[Start of RECORDS SHOWN]

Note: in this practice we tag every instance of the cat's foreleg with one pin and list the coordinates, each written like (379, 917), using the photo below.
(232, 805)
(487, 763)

[End of RECORDS SHOWN]
[Start of RECORDS SHOWN]

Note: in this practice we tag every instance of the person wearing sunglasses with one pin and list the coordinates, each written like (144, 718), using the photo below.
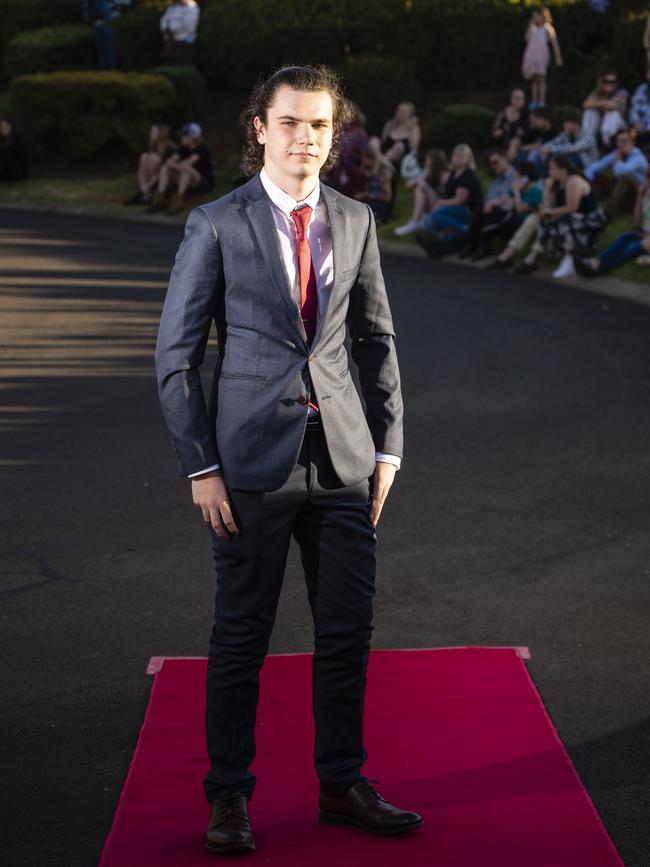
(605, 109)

[End of RECORDS SHOWN]
[Start of RECORDS SHOWN]

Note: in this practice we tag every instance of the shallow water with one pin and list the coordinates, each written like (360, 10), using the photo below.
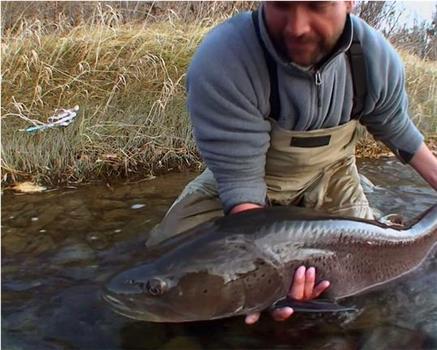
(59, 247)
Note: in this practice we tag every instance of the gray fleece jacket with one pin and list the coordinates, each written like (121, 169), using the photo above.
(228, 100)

[End of RECORDS SHOWN]

§ WHAT YOU HAVE TO DO
Count how many of the lines above contain the word "Note", treating uppercase and lowercase as different. Reply with the number alone.

§ WRITTEN RESPONSE
4